EXCERPTED PASSAGE
==================================================
BTW this post was not made to disturb anyone it only shows the morality & heart of each person who votes.


----------



## kane chisholme (Mar 17, 2011)

Hmmmmm... Idk outa person or animal, might depend what animal. I think maybe person
_Posted via Mobile Device_


----------



## Burd (Apr 10, 2011)

This is a very situational question.

If it was a choice between my fiance and pets, it'd be heart breaking but I'd save my fiance. If it were my cat(s) vs some jerk I don't like... well... I'd save my cats.


----------



## Ethan (Dec 3, 2010)

Burd said:


> This is a very situational question.
> 
> If it was a choice between my fiance and pets, it'd be heart breaking but I'd save my fiance. If it were my cat(s) vs some jerk I don't like... well... I'd save my cats.


lol :lol:


----------



## DoNotDeclaw (Apr 1, 2011)

Relatives or Friends v.s. pet - person. 
Stranger v.s. pet - animal.
Stranger v.s. stray - person.
I guess the percentage is in favor of person for me.


----------



## JackisLost (Feb 26, 2011)

I agree with Burd, I would most likely save a person, but if it means saving some random scum I'd rather save my dog


----------



## Gnome507 (Feb 21, 2011)

Person. I couldn't live with the guilt of leaving a person behind no matter what.


----------



## lilchiwolf (Jan 10, 2011)

depends on the situation. You really should of put a story to your question:

A fire starts in your house and there is no way to control it. Your husband/boyfriend has passed out from the smoke and your animals are wounded from burns and laying ill, but still alive. Your rare plans that have been handed down from family to family are also at risk of the deadly fire.
Who would you save?

In all honestly, I would save my boyfriend. I love my pets, but for the ones that I have I can always start a new. It sucks, but when you have someone in your life that is also sharing your own and love them with all your being....they are your world.

I love you Jared <3


----------



## AngelicScars (May 5, 2009)

It honestly depends.


----------



## bettamaniac (Jan 6, 2011)

Im a Christian and I have been taught to love everyone even my enemies. That means I would save anyones life no matter who it is. And not the animal or the plant.


----------



## Ethan (Dec 3, 2010)

very true so am I lets not let religion ruin this post though ;-)


----------



## FuulieQ (Jan 10, 2010)

I would save the person first at least 90% of the time, if not more. The only time I would take an animal out before a person is if it was obvious that I could not help the person.

I love my pets as though they were people, so that's really difficult to say, but that's how it has to be. That person has loved ones, parents and siblings and friends, and even if I don't like them or know them, choosing to let that person die hurts many more than just them. Losing a pet hurts only me.


----------



## bettafish15 (Oct 3, 2010)
==================================================
Pointing dataset excerpts:
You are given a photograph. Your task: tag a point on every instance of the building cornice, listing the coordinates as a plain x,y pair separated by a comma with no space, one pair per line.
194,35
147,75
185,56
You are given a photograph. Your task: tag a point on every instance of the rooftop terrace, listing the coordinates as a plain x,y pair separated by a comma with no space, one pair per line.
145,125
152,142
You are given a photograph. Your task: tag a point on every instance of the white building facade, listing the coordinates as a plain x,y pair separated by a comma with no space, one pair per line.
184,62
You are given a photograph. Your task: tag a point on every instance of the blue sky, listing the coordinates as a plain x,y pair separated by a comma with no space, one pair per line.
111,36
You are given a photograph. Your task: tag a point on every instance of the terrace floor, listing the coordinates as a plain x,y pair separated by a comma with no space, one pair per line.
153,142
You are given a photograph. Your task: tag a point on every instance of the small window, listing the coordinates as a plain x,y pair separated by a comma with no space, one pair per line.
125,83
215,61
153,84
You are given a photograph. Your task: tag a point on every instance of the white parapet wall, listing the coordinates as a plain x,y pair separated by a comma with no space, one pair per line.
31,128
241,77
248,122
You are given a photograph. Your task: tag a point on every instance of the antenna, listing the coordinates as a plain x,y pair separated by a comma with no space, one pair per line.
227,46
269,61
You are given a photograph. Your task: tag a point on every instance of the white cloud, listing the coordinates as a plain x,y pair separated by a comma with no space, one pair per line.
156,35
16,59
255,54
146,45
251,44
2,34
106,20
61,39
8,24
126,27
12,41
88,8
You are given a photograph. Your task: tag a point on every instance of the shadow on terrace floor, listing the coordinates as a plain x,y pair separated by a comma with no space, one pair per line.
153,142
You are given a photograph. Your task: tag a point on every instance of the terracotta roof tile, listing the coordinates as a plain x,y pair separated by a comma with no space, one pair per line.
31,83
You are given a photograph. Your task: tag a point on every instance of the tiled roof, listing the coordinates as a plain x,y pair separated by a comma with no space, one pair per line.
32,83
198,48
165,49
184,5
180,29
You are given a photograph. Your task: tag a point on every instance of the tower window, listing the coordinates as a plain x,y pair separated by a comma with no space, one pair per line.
==================================================
TASK OBJECTIVE
In the forum thread about saving a person or an animal, which usernames have a 2011 date in their heading? List each username once with its date.

RESPONSE
- kane chisholme (Mar 17, 2011)
- Burd (Apr 10, 2011)
- DoNotDeclaw (Apr 1, 2011)
- JackisLost (Feb 26, 2011)
- Gnome507 (Feb 21, 2011)
- lilchiwolf (Jan 10, 2011)
- bettamaniac (Jan 6, 2011)